Texto extraído
Paulo tem um autocolante vermelho na mão direita e outro azul na esquerda. Ana Barbosa Ribeiro, a técnica de terapia assistida, aponta para Mel – que tem também autocolantes coloridos iguais nas patas – e vai perguntando a Paulo, com seis e a frequentar o 1.º ano, (a pedido da escola não o identificamos pelo seu verdadeiro nome) qual corresponde a qual. A Mel é uma cadela golden retriever de 18 meses especialmente treinada para ajudar crianças com dificuldades.
Estas sessões de cinoterapia fazem parte de um projecto implementado na Escola Básica do Tovim, em Coimbra, pelo Centro de Apoio Social de Pais e Amigos da Escola (CASPAE), uma Instituição Particulares de Solidariedade Social, e envolve actualmente quatro crianças com autismo. O projecto funciona em contexto escolar. Além da cadela Mel e da técnica de terapia assistida Ana Ribeiro, fazem parte do projecto uma psicóloga e especialistas do estabelecimento do Agrupamento de Escolas Eugénio de Castro, que tem uma unidade de ensino estruturado para autistas.

Os dados

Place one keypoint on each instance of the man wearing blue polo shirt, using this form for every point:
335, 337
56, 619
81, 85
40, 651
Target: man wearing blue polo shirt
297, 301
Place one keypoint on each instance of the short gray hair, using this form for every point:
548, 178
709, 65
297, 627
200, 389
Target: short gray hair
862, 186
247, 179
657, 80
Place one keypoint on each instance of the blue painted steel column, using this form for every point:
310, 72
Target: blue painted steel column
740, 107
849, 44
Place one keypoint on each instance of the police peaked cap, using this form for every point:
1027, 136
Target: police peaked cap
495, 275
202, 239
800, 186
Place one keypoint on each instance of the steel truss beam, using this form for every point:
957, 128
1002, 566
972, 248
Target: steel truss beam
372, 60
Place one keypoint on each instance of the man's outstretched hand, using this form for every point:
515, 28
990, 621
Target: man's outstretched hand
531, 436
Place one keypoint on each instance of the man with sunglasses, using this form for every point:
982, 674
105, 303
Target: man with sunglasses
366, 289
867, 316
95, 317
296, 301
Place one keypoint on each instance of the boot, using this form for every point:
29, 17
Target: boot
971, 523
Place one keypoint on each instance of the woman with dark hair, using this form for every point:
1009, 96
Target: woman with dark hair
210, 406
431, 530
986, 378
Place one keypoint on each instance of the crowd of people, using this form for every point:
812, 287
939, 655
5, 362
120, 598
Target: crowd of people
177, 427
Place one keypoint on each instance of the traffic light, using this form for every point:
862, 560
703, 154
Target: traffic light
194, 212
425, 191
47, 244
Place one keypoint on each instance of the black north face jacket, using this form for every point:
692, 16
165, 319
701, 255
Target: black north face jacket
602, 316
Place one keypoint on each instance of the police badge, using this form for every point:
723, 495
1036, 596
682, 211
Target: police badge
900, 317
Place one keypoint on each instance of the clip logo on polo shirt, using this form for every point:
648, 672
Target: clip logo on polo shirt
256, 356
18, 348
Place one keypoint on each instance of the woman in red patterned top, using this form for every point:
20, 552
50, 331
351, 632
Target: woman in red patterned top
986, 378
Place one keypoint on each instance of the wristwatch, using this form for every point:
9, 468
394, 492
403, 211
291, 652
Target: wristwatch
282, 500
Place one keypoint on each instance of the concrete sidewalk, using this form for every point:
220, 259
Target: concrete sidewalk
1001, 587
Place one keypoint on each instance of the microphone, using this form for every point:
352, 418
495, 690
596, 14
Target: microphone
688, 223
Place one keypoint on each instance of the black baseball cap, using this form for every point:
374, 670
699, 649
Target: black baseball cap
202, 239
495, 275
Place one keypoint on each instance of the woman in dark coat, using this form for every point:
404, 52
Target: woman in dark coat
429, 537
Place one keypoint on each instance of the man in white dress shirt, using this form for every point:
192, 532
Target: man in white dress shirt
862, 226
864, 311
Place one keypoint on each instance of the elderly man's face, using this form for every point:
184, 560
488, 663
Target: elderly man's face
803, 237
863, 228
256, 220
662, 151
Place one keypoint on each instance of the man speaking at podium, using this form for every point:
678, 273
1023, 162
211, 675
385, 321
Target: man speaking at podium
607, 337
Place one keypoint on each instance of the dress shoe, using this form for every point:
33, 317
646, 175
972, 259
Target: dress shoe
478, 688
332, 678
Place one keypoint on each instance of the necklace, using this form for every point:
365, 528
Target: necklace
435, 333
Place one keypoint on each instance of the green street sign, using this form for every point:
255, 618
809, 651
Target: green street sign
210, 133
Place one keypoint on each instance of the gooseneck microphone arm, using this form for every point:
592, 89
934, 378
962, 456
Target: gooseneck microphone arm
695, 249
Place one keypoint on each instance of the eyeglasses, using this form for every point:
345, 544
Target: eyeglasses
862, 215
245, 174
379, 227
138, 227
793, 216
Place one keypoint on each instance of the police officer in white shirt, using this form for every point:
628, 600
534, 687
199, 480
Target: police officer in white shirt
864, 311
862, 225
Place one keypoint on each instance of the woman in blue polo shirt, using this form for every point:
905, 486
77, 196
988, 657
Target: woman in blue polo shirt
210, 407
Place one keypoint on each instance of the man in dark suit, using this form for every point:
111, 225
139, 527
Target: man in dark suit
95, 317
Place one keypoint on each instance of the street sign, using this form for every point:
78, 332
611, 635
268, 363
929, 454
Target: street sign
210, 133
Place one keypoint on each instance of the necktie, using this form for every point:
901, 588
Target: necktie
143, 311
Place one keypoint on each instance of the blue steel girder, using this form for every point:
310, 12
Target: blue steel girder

Exercícios a realizar
(1) De que raça é a cadela Mel e que idade tem, segundo o texto sobre a cinoterapia na Escola Básica do Tovim?
(2) Prossiga o texto sobre a cinoterapia na Escola Básica do Tovim a partir da última frase apresentada.

Respostas por tarefa
(1) É uma golden retriever de 18 meses.

(2)
A psicóloga Cátia Rodrigues, coordenadora do projecto de cinoterapia, explica que, depois de feito o diagnóstico das crianças, o plano de intervenção é desenhado de acordo com a necessidade de cada uma. Mel ajuda as crianças a treinar a capacidade de concentração, as competências sociais e de comunicação. Um dos objectivos é que “aprendam a ter comportamentos nos momentos adequados, como um bom dia, uma boa tarde, [a fazer] contacto visual com o outro ou a ter uma postura corporal adequada ao que está a sentir na altura”. Outro dos aspectos trabalhados é a psicomotricidade, como a diferença entre esquerda e direita, em exercícios como os que Paulo faz com os autocolantes.
O cão também tem horário
“As crianças com autismo têm hipersensibilidade a estímulos”, afirma Cátia Rodrigues, pelo que o simples toque no pêlo do cão já “é extraordinário para eles”. Olhar para a Mel é também terapia. “Por norma, uma criança com autismo não olha nos olhos de um adulto.” Mas se lhe pedem para descrever o focinho da cadela, a criança “vai indicar-nos os olhos e mantém-se ali a olhar”.
As sessões acontecem duas vezes por semana, podem ser em grupo ou individuais, e os exercícios dependem do plano de intervenção de cada criança. Para além das horas com a cadela, as crianças estão integradas em turmas com os restantes alunos. A terapia “influencia a interacção com os próprios colegas”, garante Carmen Cruz, coordenadora da Escola Básica do Tovim.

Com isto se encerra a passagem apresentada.